=== THE DATA ===

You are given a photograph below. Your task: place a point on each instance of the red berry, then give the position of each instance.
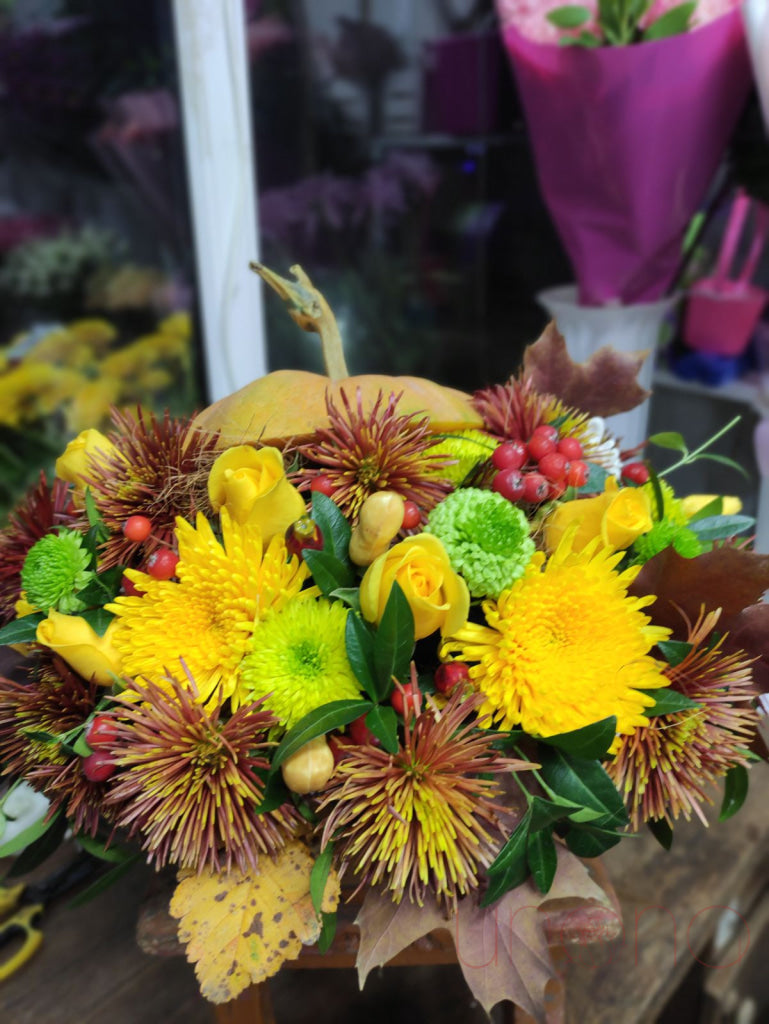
(578, 474)
(540, 445)
(554, 466)
(162, 564)
(570, 448)
(323, 483)
(304, 534)
(98, 766)
(510, 455)
(412, 515)
(137, 528)
(536, 487)
(451, 675)
(635, 472)
(101, 731)
(509, 483)
(409, 694)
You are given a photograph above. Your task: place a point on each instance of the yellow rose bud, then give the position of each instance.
(73, 465)
(437, 596)
(693, 503)
(617, 516)
(84, 650)
(252, 484)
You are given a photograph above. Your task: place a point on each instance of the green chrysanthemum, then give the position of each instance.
(486, 538)
(298, 660)
(55, 568)
(466, 450)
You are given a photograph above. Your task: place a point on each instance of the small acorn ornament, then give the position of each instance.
(310, 768)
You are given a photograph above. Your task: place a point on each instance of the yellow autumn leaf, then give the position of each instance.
(239, 928)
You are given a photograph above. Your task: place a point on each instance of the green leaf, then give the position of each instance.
(335, 528)
(383, 722)
(586, 782)
(319, 876)
(569, 16)
(674, 651)
(358, 640)
(317, 723)
(674, 23)
(718, 527)
(735, 791)
(590, 741)
(393, 642)
(542, 858)
(329, 572)
(328, 931)
(670, 439)
(37, 843)
(668, 701)
(22, 630)
(113, 854)
(591, 840)
(104, 881)
(661, 832)
(98, 620)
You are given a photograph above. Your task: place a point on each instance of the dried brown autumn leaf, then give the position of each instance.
(606, 384)
(503, 949)
(239, 929)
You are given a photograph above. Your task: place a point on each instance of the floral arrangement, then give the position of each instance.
(372, 632)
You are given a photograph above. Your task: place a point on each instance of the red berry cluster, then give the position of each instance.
(539, 469)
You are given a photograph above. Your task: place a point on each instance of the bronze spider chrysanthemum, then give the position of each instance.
(160, 470)
(364, 453)
(187, 782)
(664, 768)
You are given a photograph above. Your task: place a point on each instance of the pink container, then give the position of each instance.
(722, 313)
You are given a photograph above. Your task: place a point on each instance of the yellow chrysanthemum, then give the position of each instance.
(208, 616)
(564, 646)
(299, 662)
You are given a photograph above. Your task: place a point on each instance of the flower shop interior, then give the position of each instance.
(452, 176)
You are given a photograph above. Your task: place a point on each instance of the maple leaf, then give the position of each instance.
(502, 949)
(606, 384)
(240, 928)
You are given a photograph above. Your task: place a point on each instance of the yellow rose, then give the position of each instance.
(252, 484)
(89, 654)
(617, 516)
(73, 465)
(693, 503)
(437, 596)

===

- AIM:
Revise the stretch from the line containing "container, then give the position of each instance." through the end of the material by changing every "place a point on" to "mark", and leave everything else unchanged.

- RESULT BELOW:
You are given a photograph above. Your task: mark each instance of the pink container, then give the position of each instance.
(722, 313)
You are given a photograph above. Your task: mark each instance of the yellow chrysanthemum, then give the position of each instance.
(208, 616)
(564, 646)
(299, 662)
You are given a photograph above. Your task: mark each instance of the flower shop interior, then give the position of each instance.
(452, 176)
You are given a photograph above. Your task: mark each instance of the maple leaf, then give the position of each instance.
(502, 949)
(606, 384)
(240, 928)
You are given a photograph above. Your task: mark each instance of the yellow rose, then give the position of each instance.
(252, 484)
(89, 654)
(617, 516)
(73, 465)
(693, 503)
(437, 596)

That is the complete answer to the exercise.